* [Work instructions] Pull out every line below that contains the string "blue", copying each one in full. Case counts.

* [Data section]
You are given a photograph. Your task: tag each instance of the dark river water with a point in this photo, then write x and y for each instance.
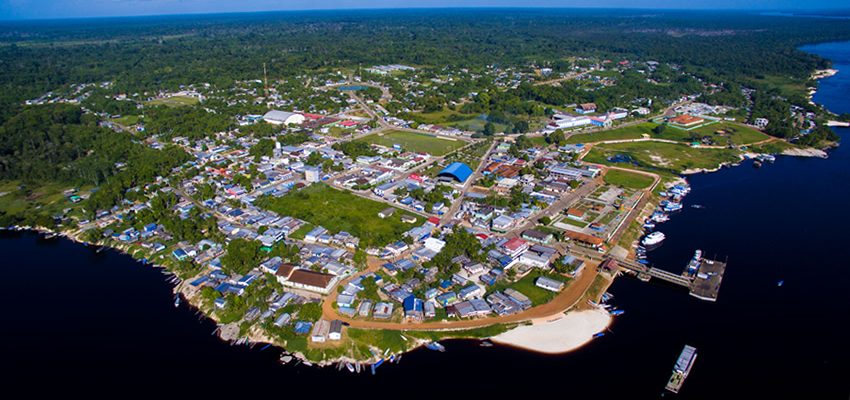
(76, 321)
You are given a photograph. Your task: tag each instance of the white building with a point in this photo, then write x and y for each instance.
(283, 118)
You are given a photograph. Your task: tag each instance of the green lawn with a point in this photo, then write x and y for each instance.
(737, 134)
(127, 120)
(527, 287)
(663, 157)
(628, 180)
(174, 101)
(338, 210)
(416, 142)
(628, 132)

==

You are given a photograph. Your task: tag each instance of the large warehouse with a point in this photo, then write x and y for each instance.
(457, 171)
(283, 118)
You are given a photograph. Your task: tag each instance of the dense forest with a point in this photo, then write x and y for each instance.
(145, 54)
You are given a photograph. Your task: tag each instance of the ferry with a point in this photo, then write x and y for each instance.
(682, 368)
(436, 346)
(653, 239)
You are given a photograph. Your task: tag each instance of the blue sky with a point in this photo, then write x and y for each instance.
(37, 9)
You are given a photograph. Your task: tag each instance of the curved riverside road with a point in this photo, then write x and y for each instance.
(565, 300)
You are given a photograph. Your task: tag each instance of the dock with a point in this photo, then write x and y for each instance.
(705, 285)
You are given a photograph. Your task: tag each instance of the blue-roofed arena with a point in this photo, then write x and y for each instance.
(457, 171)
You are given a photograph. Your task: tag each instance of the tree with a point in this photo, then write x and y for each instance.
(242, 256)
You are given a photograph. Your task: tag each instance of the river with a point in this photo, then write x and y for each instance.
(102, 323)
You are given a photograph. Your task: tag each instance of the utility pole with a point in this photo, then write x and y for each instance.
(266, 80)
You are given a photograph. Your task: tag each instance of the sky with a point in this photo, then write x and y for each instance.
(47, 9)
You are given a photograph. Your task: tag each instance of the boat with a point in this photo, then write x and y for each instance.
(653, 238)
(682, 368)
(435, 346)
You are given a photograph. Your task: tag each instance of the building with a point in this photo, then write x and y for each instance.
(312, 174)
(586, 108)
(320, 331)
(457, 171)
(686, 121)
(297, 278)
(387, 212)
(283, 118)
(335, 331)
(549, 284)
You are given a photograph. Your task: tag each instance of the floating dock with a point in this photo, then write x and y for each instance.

* [Task output]
You are given a photograph. Your task: tag each instance of the blue sky with a point in this photo, then write x and y for each instance.
You are given a photograph. Your task: tag each instance of the blue-roofed arena with a point in this photo, then write x and y for each instance.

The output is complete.